§ EXERCISE REQUIREMENTS
Keeping pictures out of the copy, restate each record word for word.

§ MATERIAL PROVIDED
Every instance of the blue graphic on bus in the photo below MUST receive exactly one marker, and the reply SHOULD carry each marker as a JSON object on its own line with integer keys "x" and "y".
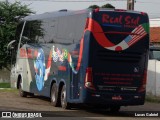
{"x": 39, "y": 65}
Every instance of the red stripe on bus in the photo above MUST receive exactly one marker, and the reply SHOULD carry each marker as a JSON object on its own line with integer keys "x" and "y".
{"x": 62, "y": 68}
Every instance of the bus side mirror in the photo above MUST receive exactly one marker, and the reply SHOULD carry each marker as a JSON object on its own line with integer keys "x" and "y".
{"x": 9, "y": 46}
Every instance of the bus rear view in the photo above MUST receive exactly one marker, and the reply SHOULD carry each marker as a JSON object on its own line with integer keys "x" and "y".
{"x": 118, "y": 58}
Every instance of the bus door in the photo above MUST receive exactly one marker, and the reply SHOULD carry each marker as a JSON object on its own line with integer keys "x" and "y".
{"x": 75, "y": 77}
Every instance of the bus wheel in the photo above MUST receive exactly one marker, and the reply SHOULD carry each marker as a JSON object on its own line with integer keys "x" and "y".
{"x": 21, "y": 92}
{"x": 115, "y": 109}
{"x": 64, "y": 103}
{"x": 54, "y": 95}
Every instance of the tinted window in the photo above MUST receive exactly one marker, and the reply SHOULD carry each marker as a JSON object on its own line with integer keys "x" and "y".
{"x": 70, "y": 28}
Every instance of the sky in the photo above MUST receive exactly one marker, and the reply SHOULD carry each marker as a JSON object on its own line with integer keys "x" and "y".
{"x": 152, "y": 7}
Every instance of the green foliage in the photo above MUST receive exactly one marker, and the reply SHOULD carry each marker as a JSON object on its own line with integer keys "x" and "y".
{"x": 10, "y": 15}
{"x": 93, "y": 6}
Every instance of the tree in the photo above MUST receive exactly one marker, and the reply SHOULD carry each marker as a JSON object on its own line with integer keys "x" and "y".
{"x": 10, "y": 15}
{"x": 93, "y": 6}
{"x": 103, "y": 6}
{"x": 107, "y": 6}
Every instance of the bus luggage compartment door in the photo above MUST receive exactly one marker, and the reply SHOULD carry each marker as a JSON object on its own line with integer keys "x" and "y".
{"x": 74, "y": 85}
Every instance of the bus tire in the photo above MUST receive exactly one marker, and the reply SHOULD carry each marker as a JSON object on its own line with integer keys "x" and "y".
{"x": 54, "y": 95}
{"x": 21, "y": 92}
{"x": 114, "y": 109}
{"x": 64, "y": 103}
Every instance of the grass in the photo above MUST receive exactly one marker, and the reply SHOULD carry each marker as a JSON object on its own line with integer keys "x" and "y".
{"x": 5, "y": 85}
{"x": 153, "y": 99}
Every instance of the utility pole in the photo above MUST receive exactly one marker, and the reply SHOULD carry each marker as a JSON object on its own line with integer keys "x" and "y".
{"x": 130, "y": 4}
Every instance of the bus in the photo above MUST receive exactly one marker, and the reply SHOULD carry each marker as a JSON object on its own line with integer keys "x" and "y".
{"x": 93, "y": 57}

§ ANSWER TO THE EXERCISE
Every instance of the blue graphic on bus in the photo below MUST receive exactly one marker, and the reply SHOULD carry each marker as a JSON object on its own line with integer keys "x" and "y".
{"x": 39, "y": 65}
Every instance of the red stripe on bus in the photo above MUST receive exactly one marker, and the reply SHOULD carry each marker as a JSON object on its own line with integer keys "x" and "y".
{"x": 62, "y": 68}
Every instance of the bus side mirror in the photo above MUST receive exactly one marker, and the reply SHOULD carry each marker as a JSON object on its own line with integer keys "x" and "y".
{"x": 9, "y": 46}
Every instance of the bus rear view in the photo above MUST receive exactly one marker, and the reply SHOULD carry each marker as a JSON object on its own line with integer keys "x" and "y".
{"x": 118, "y": 58}
Every instance of the bus door in the photo above MUST receive exactly one marker, and the reply SHOULD carry each marker as a JSON object on its own line with integer keys "x" and "y".
{"x": 75, "y": 77}
Every instance of the bus wheel in the photo above MUST receive exactly one marker, and the reply SHOULD carry each marker as a JSON object on its own line with integer keys "x" and "y".
{"x": 21, "y": 92}
{"x": 115, "y": 109}
{"x": 64, "y": 103}
{"x": 54, "y": 95}
Every instance of the tinted window in the photo above MUST receive exactly one marker, and the reply SHOULD carry each marker as a JSON object on its own line with integer keys "x" and "y".
{"x": 70, "y": 28}
Every instance of the sky in the photo above MUST receive exactly one marker, and the reply SHOULD carry each marker as a JSON object on its own line with integer keys "x" and "y".
{"x": 152, "y": 7}
Every instance of the green foliage in the photo above MUST receive exactly one marker, and the reply SHOULD carry each marker as a JSON object on its own line with integer keys "x" and "y".
{"x": 10, "y": 15}
{"x": 93, "y": 6}
Every instance of the tree in the photo above MUST receive exactly one marker, and the reply SHOULD carry each marker as a JSON object on its own line with integer keys "x" and "y".
{"x": 10, "y": 15}
{"x": 93, "y": 6}
{"x": 103, "y": 6}
{"x": 107, "y": 6}
Every instance of the bus luggage compartment door in the photo above MUST receive exactly one marker, and the reply SHOULD carry each marker as a JSON object on its own line with integer keys "x" and "y".
{"x": 74, "y": 85}
Every instance of the bus tire in the photo above MUST receive exactly one marker, and the reply SHOULD carry each marker as a JSON object on its own line with integer keys "x" and "y".
{"x": 54, "y": 95}
{"x": 21, "y": 92}
{"x": 114, "y": 109}
{"x": 64, "y": 103}
Every instance of the grass in the photo above MUST receive exactly one marker, and the reply SHOULD carry each marker as a JSON object on its own line with integer keys "x" and "y".
{"x": 5, "y": 85}
{"x": 153, "y": 99}
Every instance of the utility pole in the photo above MUST receive exactly one marker, and the reply SHOULD carry each marker as a JSON object on its own line with integer keys "x" and "y".
{"x": 130, "y": 4}
Every instance of the bus in the photo above MUST receive exactly one marker, and the reply SHOULD carry each marker as a JSON object on its own line with integer keys "x" and "y".
{"x": 93, "y": 57}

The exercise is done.